Page extract Block Start

Heat control tricks that save dinner
- Change height: if your grill has an upper rack, use it to finish thick foods more gently.
- Use a buffer pan: a foil tray under the food can block direct radiant heat while still letting hot air finish the cook.
- Let food warm slightly: cooking straight-from-the-fridge thick cuts raises the odds of burnt edges and a cool center.
- Watch sugar timing: rubs and sauces with sugar belong late in the cook, not at the start.
Common infrared myths that cause bad first cooks
Infrared grills get a lot of bold claims attached to them. Here are the ones that trip people up.
- “You can’t cook low heat at all.” You can, but you need a cooler zone, higher rack, or indirect setup.
- “Flare-ups never happen.” Shields help, yet grease can still ignite when trays are full or food is extra fatty.
- “Sear marks mean it’s done.” A dark crust can happen before the center warms through, so use a thermometer on thick foods.
Cooking playbook for common foods
Think “sear then finish.” That’s the rhythm that suits infrared.
Steaks and burgers
Dry the surface, preheat well, and sear over the hottest zone. Move thicker items to the cooler side and close the lid to finish. Rest steaks before slicing. For burgers, avoid smashing the patty.
Chicken pieces
Skin-on thighs and drumsticks handle infrared well. Start at medium heat so the fat renders without scorching, then finish on the cooler side. Brush sauce near the end.

Page extract Block End

• _Tasks for this exercise_:
- 1) From the infrared grilling guide, reproduce the passage that begins at the words "Common infrared myths" and stops after the words "is extra fatty.".
- 2) According to the infrared grilling guide, when do rubs and sauces that contain sugar belong in the cook?
- 3) Write what comes next in the infrared grilling guide, picking up after its final sentence.

Data below Block Start

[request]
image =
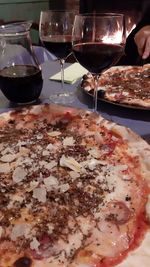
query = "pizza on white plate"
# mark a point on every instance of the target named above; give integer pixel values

Data below Block End

• _Responses by item number_:
- 1)
Common infrared myths that cause bad first cooks
Infrared grills get a lot of bold claims attached to them. Here are the ones that trip people up.
- “You can’t cook low heat at all.” You can, but you need a cooler zone, higher rack, or indirect setup.
- “Flare-ups never happen.” Shields help, yet grease can still ignite when trays are full or food is extra fatty.

- 2) Late in the cook, not at the start.

- 3)
Fish, shrimp, and vegetables
Oil the food lightly and use a clean grate. Firm fish likes a fast sear and a cooler finish. Shrimp cooks quickly, so pull it early. For vegetables, start on medium heat and move to the hot zone late if you want char.
Safety and flare-up habits that protect your cook
Infrared can reduce flare-ups, yet grease can still catch. Give the grill space, keep the area clear, and stay on top of drippings.
Place the grill away from walls, railings, and overhangs, and keep kids and pets back from the cook zone. NFPA’s “Grilling Safety Tip Sheet” is a solid one-page reminder.
Ownership and cleaning
Infrared grills can cost more, and the special parts can cost more too. Cleaning also matters more than people expect. Grease on emitter surfaces can burn unevenly and push heat into odd spots. A short burn-off after cooking, plus a deeper clean on a steady schedule, keeps performance steady.
| Symptom | Likely cause | Fix |
|---|---|---|
| Outside burns, center stays undercooked | Too much time over the hottest zone | Sear briefly, then finish on the cooler side with lid down |
| Patchy browning | Grease buildup on emitters or shields | Deep-clean parts and preheat fully next cook |
| Flare-ups keep returning | Grease tray full or extra-fat drippings | Empty tray, trim fat, keep food moving between zones |
| Weak sear | Short preheat or low gas flow | Preheat longer; check tank level and regulator |
| Food sticks | Grates not hot or surface too wet | Heat grates, dry food, oil food lightly |
| Heavy dark smoke | Old grease burning off | Clean cook box and shields; run a burn-off cycle |
| Sauce tastes bitter | Sugars burned early | Apply sauce late; finish on cooler heat |
First cook plan that builds confidence
- Preheat with the lid down until the grates feel fully hot.
- Set up two zones: one hot, one cooler.
- Cook burgers or thighs and flip a bit more often than on a mild grill.
- Use a thermometer and jot down rough times for your grill.
- Finish with a burn-off, then brush the grates while hot.
Once you learn the rhythm, infrared grills can be a satisfying upgrade: fast crust, steady heat, and fewer surprises. If that sounds like your cooking style, the answer to “Are Infrared Grills Good?” is yes.
References & Sources
- USDA Food Safety and Inspection Service (FSIS).“Grilling and Food Safety.”Steps for safe food handling and grilling temperatures during outdoor cooking.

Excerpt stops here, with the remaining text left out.